* BEGIN Document *
# Westminster 2015



## Ljilly28 (Jan 22, 2008)

December 5th is the big day of applications winging their ways through various means to the WCK show. A good handful of dogs from my small (dog show wise )state Maine are hoping to get in, including Mystic and me. 

Mystic is young at 19 months, so his goal is largely to get his NYC sealegs, see the sights, ride the shuttle etc. I am hoping to send him with Karen and Sam a few times over the years at different ages- it is a really fun, over-the-top event. 

One thing that isnt fun is the PETA protesters and the bazillion police cars around the hotels where the dogs stay. 

Last time I went it was Blizzard Nemo, so hoping for better luck.

In an older GR News is the story of Andy winning the Sporting Group, and hw the snow shut the city down to the point he was able to play Chuck It right in 7th avenue.

Is anyone else planning to attend?

Mystic has a facebook page to follow his journey : https://www.facebook.com/Poeticgold


----------



## Ljilly28 (Jan 22, 2008)

http://www.westminsterkennelclub.org/


----------



## CAROLINA MOM (May 12, 2009)
* END Document *
Job 1: Duplicate the part of the Westminster thread between "Mystic is young" and "fun, over-the-top event.", inclusive.
Job 2: Set down, without any change, the lines in the records between the line holding "the white shirt" and the line holding "106L202 107L199 101L193", inclusive.
The Westminster thread and the records are unrelated to each other.
* BEGIN Information given *
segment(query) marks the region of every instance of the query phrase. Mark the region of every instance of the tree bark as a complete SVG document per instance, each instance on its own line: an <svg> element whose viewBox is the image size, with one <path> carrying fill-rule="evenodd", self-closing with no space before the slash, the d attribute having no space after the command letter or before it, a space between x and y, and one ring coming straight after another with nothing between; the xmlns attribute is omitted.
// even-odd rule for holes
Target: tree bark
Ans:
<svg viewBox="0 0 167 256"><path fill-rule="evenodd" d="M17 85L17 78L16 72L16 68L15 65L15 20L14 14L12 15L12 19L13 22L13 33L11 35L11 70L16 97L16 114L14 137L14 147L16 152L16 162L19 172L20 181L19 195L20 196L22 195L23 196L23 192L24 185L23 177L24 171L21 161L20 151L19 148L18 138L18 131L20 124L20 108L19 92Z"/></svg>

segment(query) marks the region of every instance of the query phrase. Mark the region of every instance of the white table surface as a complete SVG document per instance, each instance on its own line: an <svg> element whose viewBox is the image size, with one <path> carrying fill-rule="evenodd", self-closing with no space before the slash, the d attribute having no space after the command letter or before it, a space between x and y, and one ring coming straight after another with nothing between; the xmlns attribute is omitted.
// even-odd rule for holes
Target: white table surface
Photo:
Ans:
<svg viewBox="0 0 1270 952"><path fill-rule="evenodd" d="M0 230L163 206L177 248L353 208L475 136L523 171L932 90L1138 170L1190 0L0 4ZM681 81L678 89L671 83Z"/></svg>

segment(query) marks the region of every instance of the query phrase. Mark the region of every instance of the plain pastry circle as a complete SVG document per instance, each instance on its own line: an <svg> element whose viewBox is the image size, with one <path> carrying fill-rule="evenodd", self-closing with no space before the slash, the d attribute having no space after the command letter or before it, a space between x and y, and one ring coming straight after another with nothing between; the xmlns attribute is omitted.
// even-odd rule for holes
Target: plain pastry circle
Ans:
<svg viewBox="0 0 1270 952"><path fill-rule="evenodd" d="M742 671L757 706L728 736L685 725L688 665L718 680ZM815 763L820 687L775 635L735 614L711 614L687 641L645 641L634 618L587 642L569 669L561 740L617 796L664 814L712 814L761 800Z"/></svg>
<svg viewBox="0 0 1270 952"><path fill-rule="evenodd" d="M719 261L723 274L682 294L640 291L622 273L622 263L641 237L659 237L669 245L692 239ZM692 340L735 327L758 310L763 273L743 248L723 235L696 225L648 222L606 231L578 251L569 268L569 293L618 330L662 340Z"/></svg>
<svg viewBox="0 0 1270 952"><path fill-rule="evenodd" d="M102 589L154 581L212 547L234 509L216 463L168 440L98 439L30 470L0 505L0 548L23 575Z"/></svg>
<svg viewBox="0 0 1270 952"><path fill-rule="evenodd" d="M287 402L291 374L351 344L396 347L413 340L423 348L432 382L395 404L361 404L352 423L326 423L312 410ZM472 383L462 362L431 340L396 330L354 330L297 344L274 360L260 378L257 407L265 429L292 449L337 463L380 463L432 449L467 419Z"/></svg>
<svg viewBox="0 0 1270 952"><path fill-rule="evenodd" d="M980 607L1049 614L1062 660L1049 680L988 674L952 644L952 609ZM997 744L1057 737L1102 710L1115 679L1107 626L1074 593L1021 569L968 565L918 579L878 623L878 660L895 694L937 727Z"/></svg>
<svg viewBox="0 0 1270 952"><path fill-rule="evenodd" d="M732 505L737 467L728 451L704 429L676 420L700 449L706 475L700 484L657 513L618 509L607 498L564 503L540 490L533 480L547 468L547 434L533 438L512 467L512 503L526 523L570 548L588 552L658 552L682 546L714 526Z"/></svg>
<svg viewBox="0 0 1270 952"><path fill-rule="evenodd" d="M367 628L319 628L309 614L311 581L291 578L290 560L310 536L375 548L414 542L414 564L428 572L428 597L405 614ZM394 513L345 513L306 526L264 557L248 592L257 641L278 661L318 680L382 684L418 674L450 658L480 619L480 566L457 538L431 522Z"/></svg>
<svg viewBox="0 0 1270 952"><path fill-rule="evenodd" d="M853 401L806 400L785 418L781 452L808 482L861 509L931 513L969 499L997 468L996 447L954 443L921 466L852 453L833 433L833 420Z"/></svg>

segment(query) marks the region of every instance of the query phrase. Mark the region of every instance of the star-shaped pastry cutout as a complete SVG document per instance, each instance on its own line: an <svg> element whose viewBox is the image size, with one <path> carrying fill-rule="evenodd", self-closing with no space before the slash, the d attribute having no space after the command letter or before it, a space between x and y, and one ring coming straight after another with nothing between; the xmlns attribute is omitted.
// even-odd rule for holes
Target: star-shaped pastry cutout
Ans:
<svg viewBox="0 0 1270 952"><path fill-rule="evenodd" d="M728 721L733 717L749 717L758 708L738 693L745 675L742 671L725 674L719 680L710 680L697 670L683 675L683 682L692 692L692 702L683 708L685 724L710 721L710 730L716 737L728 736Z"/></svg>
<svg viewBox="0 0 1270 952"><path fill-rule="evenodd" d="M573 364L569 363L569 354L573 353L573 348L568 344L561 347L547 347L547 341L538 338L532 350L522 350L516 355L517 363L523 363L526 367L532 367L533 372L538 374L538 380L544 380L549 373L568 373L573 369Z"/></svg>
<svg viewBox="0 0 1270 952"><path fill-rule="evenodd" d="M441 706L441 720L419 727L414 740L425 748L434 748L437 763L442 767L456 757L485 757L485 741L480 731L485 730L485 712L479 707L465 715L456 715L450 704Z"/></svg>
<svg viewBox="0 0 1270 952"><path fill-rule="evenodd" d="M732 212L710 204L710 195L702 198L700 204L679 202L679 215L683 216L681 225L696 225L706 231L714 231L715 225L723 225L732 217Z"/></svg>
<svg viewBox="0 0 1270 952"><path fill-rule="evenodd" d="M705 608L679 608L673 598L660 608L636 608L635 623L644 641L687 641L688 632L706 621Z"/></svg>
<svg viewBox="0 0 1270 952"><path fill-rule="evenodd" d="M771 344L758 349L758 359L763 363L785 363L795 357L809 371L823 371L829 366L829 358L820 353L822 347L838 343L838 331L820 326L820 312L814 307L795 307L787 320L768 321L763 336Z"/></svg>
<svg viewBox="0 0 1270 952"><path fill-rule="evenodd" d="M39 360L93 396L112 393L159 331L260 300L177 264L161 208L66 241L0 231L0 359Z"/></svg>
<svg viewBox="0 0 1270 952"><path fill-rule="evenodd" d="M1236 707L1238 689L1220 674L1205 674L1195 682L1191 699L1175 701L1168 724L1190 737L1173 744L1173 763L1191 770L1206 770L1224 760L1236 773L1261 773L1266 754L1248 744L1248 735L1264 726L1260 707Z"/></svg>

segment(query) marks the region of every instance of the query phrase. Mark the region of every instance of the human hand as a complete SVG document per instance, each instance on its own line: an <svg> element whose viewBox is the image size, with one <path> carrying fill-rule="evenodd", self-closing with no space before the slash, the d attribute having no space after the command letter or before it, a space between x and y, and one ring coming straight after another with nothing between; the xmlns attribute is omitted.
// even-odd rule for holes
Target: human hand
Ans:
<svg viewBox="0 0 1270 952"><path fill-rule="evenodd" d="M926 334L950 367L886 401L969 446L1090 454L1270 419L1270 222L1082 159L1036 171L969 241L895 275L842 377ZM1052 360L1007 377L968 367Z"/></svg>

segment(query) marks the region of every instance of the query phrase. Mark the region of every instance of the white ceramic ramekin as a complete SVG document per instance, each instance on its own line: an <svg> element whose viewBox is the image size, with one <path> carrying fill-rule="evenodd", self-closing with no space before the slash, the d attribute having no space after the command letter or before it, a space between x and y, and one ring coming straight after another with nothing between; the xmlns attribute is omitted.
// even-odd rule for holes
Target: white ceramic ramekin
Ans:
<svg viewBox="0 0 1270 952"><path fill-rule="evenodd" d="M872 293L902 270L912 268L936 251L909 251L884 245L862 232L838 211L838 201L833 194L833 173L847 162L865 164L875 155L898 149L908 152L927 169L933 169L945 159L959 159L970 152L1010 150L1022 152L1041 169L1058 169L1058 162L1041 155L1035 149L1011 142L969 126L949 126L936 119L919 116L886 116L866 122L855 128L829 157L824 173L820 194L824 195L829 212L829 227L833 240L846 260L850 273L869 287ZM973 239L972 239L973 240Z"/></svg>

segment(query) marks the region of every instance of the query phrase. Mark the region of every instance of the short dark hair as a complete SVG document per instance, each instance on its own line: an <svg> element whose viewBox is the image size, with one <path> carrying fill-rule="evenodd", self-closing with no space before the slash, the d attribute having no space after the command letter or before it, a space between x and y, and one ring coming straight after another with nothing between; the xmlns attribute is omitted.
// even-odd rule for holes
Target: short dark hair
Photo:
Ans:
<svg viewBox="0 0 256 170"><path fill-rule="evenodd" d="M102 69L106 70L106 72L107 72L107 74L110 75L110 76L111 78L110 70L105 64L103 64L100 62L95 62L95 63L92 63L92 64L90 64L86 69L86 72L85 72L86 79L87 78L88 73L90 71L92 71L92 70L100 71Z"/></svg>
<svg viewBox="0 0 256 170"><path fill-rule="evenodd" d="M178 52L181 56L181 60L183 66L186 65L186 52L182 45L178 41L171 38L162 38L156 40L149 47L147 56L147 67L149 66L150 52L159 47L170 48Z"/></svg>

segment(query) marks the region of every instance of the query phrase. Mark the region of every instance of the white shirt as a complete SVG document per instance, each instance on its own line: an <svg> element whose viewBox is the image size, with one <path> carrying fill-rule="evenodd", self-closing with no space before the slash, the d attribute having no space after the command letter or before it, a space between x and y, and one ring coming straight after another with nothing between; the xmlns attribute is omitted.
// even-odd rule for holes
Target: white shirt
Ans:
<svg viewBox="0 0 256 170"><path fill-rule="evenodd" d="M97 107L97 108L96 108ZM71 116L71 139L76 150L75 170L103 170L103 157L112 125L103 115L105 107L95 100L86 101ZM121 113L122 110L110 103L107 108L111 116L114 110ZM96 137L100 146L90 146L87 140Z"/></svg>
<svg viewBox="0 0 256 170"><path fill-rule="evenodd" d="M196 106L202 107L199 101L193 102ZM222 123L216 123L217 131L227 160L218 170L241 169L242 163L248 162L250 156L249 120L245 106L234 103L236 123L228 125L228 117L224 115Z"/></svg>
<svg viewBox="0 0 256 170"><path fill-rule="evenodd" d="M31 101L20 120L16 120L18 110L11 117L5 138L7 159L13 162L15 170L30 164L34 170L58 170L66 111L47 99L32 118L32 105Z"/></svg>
* END Information given *
Complete response 1:
Mystic is young at 19 months, so his goal is largely to get his NYC sealegs, see the sights, ride the shuttle etc. I am hoping to send him with Karen and Sam a few times over the years at different ages- it is a really fun, over-the-top event.

Complete response 2:
segment(query) marks the region of every instance of the query phrase. Mark the region of every instance of the white shirt as a complete SVG document per instance, each instance on its own line: an <svg> element whose viewBox is the image size, with one <path> carrying fill-rule="evenodd", self-closing with no space before the slash, the d attribute having no space after the command letter or before it, a space between x and y, and one ring coming straight after another with nothing between; the xmlns attribute is omitted.
// even-odd rule for holes
Target: white shirt
Ans:
<svg viewBox="0 0 256 170"><path fill-rule="evenodd" d="M97 107L97 108L96 108ZM71 116L71 139L76 150L75 170L103 170L103 157L112 125L103 115L105 107L95 100L86 101ZM121 113L122 110L110 103L107 108L111 116L114 110ZM96 137L100 146L90 146L87 140Z"/></svg>
<svg viewBox="0 0 256 170"><path fill-rule="evenodd" d="M196 106L202 107L199 101L193 102ZM222 123L216 123L217 131L227 160L218 170L241 169L242 163L248 162L250 156L249 120L245 106L234 103L236 123L228 125L228 117L224 115Z"/></svg>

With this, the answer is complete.